▶ _Text excerpt_
====

Monday, March 11, 2019

The Best Marinade for Dry Heat Cooking

Do you ever ask yourself  “which of these make a better meat marinade for dry heat cooking?”  I have, but first let’s determine what is dry heat cooking. Dry heat cooking is grilling, broiling or pan searing.  I know a lot of you want a juicy, tender grilled steak this summer and what makes your steak juicy and tender? Salt!

According to America’s Test Kitchen, salt does 4 things:

1. Loosens the meats muscle fibers making it easier to eat.
2. Protein molecules in the meat restructure and create gaps that fill with water.
3 . Dissolves some muscle proteins and become sponge-like, grabbing moisture.
4. Naturally enhances and seasons meat.

====

▶ _Source data_

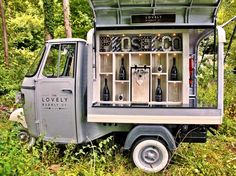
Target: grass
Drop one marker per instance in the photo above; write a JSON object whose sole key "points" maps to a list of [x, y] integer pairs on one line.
{"points": [[216, 157]]}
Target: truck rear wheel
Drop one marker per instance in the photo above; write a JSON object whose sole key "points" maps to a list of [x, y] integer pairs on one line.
{"points": [[150, 155]]}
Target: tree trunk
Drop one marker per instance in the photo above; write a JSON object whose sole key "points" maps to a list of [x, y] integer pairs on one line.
{"points": [[66, 12], [4, 34], [48, 19]]}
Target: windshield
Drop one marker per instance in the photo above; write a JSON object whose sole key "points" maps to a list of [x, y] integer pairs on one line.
{"points": [[35, 65]]}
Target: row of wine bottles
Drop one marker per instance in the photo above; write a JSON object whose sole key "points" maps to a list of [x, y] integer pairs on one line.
{"points": [[158, 92], [173, 73], [122, 76]]}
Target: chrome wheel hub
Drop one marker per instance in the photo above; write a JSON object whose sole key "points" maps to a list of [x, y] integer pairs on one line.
{"points": [[150, 155]]}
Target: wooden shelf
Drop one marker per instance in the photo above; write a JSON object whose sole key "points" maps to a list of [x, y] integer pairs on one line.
{"points": [[174, 82], [159, 74], [106, 73], [173, 92], [122, 81]]}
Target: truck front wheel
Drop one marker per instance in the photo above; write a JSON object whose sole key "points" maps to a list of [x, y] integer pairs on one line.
{"points": [[150, 155]]}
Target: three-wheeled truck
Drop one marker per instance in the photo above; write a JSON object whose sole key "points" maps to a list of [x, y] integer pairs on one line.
{"points": [[135, 75]]}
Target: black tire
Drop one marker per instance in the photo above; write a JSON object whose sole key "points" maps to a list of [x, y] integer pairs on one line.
{"points": [[150, 155]]}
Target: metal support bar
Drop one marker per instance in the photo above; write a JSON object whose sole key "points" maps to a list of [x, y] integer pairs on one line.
{"points": [[221, 41]]}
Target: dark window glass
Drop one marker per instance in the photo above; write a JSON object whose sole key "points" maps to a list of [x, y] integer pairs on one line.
{"points": [[60, 61], [35, 65]]}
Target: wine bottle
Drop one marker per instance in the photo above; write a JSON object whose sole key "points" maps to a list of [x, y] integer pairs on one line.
{"points": [[158, 93], [122, 72], [174, 72], [106, 94]]}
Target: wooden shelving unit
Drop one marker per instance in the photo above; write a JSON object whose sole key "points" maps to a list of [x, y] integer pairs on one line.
{"points": [[173, 91]]}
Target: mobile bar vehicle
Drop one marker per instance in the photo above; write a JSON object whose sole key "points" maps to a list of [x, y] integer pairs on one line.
{"points": [[135, 75]]}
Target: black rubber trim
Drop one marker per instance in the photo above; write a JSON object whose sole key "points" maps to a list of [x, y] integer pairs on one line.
{"points": [[28, 87]]}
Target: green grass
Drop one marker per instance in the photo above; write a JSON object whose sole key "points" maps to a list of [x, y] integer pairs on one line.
{"points": [[216, 157]]}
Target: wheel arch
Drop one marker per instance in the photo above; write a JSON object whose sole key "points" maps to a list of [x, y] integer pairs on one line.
{"points": [[150, 131], [18, 116]]}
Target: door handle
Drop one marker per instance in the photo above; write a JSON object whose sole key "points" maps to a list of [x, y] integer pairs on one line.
{"points": [[67, 91]]}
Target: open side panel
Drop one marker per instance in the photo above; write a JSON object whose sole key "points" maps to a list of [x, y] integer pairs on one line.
{"points": [[120, 13]]}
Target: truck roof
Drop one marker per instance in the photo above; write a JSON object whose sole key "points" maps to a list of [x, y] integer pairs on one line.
{"points": [[140, 13], [66, 40]]}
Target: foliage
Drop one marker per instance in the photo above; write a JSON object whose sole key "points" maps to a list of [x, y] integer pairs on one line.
{"points": [[25, 28], [49, 16]]}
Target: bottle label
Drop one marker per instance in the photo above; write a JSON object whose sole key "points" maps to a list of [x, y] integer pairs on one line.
{"points": [[122, 76], [173, 76], [158, 98], [105, 97]]}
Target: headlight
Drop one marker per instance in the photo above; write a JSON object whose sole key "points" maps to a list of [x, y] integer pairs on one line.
{"points": [[20, 98]]}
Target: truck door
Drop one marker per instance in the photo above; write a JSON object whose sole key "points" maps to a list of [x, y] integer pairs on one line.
{"points": [[55, 93]]}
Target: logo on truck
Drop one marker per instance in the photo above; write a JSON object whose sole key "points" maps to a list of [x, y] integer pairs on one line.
{"points": [[58, 102]]}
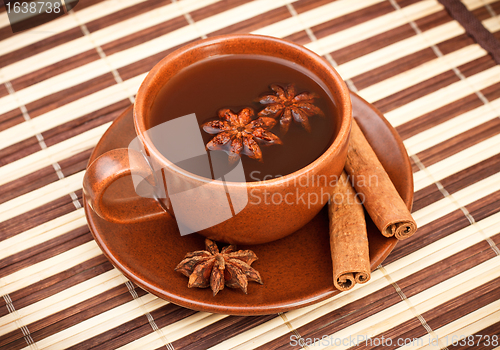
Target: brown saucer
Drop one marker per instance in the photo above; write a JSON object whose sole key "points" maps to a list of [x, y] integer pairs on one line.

====

▶ _What the task asks_
Return the part of the dry heat marinade text starting with "Monday, March 11, 2019" and going on through "sponge-like, grabbing moisture.", copied word for word.

▶ _Written answer_
Monday, March 11, 2019

The Best Marinade for Dry Heat Cooking

Do you ever ask yourself  “which of these make a better meat marinade for dry heat cooking?”  I have, but first let’s determine what is dry heat cooking. Dry heat cooking is grilling, broiling or pan searing.  I know a lot of you want a juicy, tender grilled steak this summer and what makes your steak juicy and tender? Salt!

According to America’s Test Kitchen, salt does 4 things:

1. Loosens the meats muscle fibers making it easier to eat.
2. Protein molecules in the meat restructure and create gaps that fill with water.
3 . Dissolves some muscle proteins and become sponge-like, grabbing moisture.